**EXERCISE INSTRUCTIONS:**
Transcribe every record verbatim.

--- RECORD EXCERPTS Enclosed Below ---

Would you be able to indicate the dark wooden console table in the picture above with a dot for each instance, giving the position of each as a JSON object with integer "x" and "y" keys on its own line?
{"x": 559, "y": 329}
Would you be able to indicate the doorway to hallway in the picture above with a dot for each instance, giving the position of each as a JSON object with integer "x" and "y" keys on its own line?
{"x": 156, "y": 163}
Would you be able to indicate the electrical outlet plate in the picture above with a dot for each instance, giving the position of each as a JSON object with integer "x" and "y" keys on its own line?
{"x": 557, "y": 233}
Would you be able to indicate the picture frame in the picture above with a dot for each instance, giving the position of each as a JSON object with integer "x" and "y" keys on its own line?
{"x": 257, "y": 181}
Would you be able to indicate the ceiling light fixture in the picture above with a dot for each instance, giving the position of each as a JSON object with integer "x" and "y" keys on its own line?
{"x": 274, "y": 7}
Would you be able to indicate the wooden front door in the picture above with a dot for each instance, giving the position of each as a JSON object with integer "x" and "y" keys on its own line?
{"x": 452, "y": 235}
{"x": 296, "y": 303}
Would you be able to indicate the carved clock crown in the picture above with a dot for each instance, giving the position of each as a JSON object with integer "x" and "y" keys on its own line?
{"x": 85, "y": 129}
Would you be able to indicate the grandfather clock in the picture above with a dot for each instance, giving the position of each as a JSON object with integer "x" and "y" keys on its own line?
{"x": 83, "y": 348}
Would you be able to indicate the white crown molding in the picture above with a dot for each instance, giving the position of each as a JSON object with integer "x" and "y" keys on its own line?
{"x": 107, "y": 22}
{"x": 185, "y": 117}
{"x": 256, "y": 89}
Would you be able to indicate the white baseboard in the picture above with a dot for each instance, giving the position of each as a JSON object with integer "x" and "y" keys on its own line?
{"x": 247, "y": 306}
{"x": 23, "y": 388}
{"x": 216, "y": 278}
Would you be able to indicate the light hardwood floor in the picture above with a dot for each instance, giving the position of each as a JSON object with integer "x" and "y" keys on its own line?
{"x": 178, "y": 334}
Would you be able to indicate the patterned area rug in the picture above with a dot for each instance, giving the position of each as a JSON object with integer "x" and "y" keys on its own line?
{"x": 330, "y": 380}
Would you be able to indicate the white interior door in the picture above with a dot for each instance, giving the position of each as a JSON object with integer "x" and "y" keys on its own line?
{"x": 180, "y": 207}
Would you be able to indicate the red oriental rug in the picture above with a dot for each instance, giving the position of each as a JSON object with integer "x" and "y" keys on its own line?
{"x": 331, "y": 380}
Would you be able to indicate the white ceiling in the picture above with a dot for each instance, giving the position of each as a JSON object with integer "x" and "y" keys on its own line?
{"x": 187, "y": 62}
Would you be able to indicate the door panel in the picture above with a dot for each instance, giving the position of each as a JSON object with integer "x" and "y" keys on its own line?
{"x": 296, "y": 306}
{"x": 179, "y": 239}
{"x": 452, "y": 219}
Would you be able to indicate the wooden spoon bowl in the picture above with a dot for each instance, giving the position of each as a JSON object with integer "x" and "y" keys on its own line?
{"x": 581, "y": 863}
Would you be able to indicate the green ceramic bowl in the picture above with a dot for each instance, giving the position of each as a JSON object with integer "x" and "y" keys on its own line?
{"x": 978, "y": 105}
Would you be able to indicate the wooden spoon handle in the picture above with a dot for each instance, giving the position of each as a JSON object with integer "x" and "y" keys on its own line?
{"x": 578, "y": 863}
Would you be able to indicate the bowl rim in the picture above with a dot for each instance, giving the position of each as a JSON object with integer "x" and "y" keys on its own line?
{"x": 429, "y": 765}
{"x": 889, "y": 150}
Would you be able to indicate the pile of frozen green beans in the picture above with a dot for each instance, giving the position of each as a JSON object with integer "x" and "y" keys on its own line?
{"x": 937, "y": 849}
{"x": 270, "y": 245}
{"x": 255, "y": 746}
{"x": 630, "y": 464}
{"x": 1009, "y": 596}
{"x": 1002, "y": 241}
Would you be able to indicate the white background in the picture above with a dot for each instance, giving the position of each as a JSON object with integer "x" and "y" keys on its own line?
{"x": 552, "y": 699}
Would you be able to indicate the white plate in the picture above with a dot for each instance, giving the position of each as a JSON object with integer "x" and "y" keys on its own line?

--- End of Enclosed RECORD EXCERPTS ---

**RESPONSE TO THIS EXERCISE:**
Would you be able to indicate the dark wooden console table in the picture above with a dot for each instance, giving the position of each as a JSON object with integer "x" and "y" keys on its own line?
{"x": 559, "y": 329}
Would you be able to indicate the doorway to hallway in the picture above with a dot for each instance, giving the position of each as a JSON object with integer "x" and "y" keys on its own line?
{"x": 156, "y": 163}
Would you be able to indicate the electrical outlet plate in the picture above with a dot for each instance, giving the position of each as a JSON object with integer "x" and "y" keys on its own line?
{"x": 557, "y": 233}
Would you be able to indicate the picture frame in the picture above with a dot for each instance, giving the position of each as a JSON object with integer "x" and "y" keys on its own line?
{"x": 257, "y": 181}
Would you be able to indicate the ceiling light fixture in the picture above with a dot for each instance, giving the position of each as a JSON object with integer "x" and "y" keys on its own line?
{"x": 274, "y": 7}
Would you be able to indicate the wooden front door in the picture above with a dot for each instance, giving the position of each as a JSON object with integer "x" and "y" keys on its own line?
{"x": 452, "y": 235}
{"x": 296, "y": 303}
Would you be able to indicate the carved clock crown in the picture above with a dot for each instance, giving the position of each as a JSON object with integer "x" and "y" keys on its own line?
{"x": 85, "y": 129}
Would you be able to indicate the grandfather clock in the picture above with a dot for each instance, giving the position of each as a JSON object with integer "x" and "y" keys on its own line?
{"x": 83, "y": 348}
Would you be able to indicate the white crown molding in the picture above with a dot for each instance, giving the position of each as a JSON object with integer "x" and "y" keys on its own line?
{"x": 107, "y": 22}
{"x": 185, "y": 117}
{"x": 256, "y": 89}
Would you be able to indicate the white baseboard in the picture above with a dot for each instance, giving the position of each as a JSON object with integer "x" and "y" keys on its own line?
{"x": 247, "y": 306}
{"x": 23, "y": 388}
{"x": 216, "y": 278}
Would you be able to indicate the light hardwood floor in the picture above with a dot for each instance, giving the position of each as a JSON object with integer "x" and "y" keys on its own line?
{"x": 178, "y": 334}
Would you be able to indicate the patterned area rug in the picture above with a dot for each instance, giving the position of each as a JSON object with integer "x" and "y" keys on its own line?
{"x": 330, "y": 380}
Would you be able to indicate the white interior door in the picture above with a dot for each instance, giving the position of each as a JSON object with integer "x" and "y" keys on its own line?
{"x": 180, "y": 207}
Would you be able to indicate the red oriental rug in the picture above with a dot for each instance, giving the position of each as a JSON object with integer "x" and "y" keys on its own line?
{"x": 331, "y": 380}
Would you be able to indicate the white ceiling in the picture above with a dot for each instance, giving the position of each as a JSON object with integer "x" and "y" keys on its own line?
{"x": 187, "y": 62}
Would you be able to indicate the door panel in the picture above with a dot for each instance, giving the position of each as a JSON object with integer "x" and "y" keys on its own line?
{"x": 296, "y": 306}
{"x": 179, "y": 239}
{"x": 452, "y": 219}
Would you be able to indicate the wooden spoon bowl in the picture above with a dot for each instance, giving the position of each as a JSON object with integer "x" and "y" keys on its own line?
{"x": 581, "y": 863}
Would you be able to indicate the green ceramic bowl in the picture above with a dot for each instance, giving the position of each as a JSON object with integer "x" and "y" keys on its own line?
{"x": 978, "y": 105}
Would you be able to indicate the wooden spoon handle in the picture above with a dot for each instance, giving the position of each as a JSON object with integer "x" and "y" keys on its own line?
{"x": 578, "y": 863}
Would you be able to indicate the bowl rim in the picture above with a dot for each instance, giving the position of each as a JSON object with integer "x" and "y" keys on its own line?
{"x": 429, "y": 765}
{"x": 889, "y": 150}
Would you be able to indicate the pile of frozen green beans in the picture above with a dot for each instance, giving the position of each as a JSON object with integer "x" and "y" keys on its own line?
{"x": 937, "y": 849}
{"x": 270, "y": 245}
{"x": 255, "y": 746}
{"x": 630, "y": 464}
{"x": 1009, "y": 596}
{"x": 1002, "y": 241}
Would you be able to indicate the white background in the picture above with a dot for each instance, giving the position of each as a JSON object with integer "x" and "y" keys on its own line?
{"x": 552, "y": 699}
Would you be able to indicate the white plate in the picture above with a dot for each instance, giving the position of each as a JSON object with integer "x" and "y" keys on its own line?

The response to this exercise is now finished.